Dataset excerpts on pointing to objects:
■ ■ ■
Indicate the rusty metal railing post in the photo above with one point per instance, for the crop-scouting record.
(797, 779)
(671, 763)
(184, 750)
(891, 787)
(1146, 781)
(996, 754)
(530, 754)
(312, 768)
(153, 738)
■ ■ ■
Written exercise =>
Reproduce the entire listing above verbatim, line for line.

In response =>
Indicate the rusty metal railing post in the photo above with one point per instance, for the crop-scouting record.
(797, 779)
(671, 763)
(184, 750)
(891, 787)
(1146, 781)
(996, 754)
(530, 754)
(312, 768)
(153, 738)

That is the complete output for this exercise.